*EXERCISE DIRECTIONS:* Beginning at the line that contains "shirt, as integer pixel positions.", output each line exactly through the end of the records, and drop any pictures.

*Excerpts from a dataset:*
= = = = =
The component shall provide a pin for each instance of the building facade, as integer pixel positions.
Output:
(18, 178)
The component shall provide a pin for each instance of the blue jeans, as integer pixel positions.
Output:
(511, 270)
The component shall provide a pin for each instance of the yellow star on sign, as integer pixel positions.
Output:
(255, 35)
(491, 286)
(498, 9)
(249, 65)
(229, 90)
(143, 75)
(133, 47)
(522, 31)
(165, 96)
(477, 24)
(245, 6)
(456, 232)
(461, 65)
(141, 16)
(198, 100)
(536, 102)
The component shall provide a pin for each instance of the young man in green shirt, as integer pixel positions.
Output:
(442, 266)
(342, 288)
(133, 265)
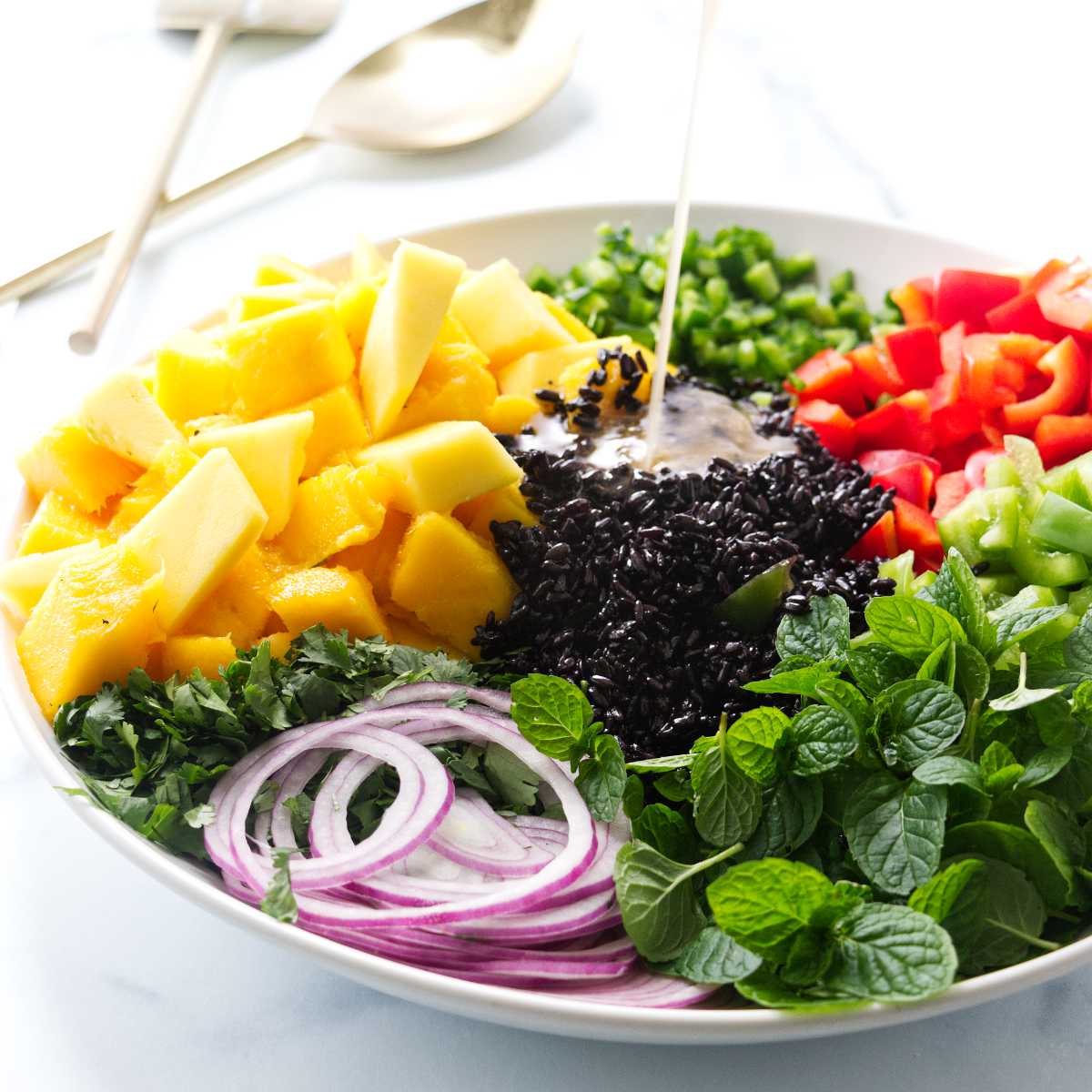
= = = = =
*ANSWER TO THIS TASK:*
The component shall provide a pin for each instance of the young man in green shirt, as integer pixel positions.
Output:
(442, 266)
(342, 288)
(133, 265)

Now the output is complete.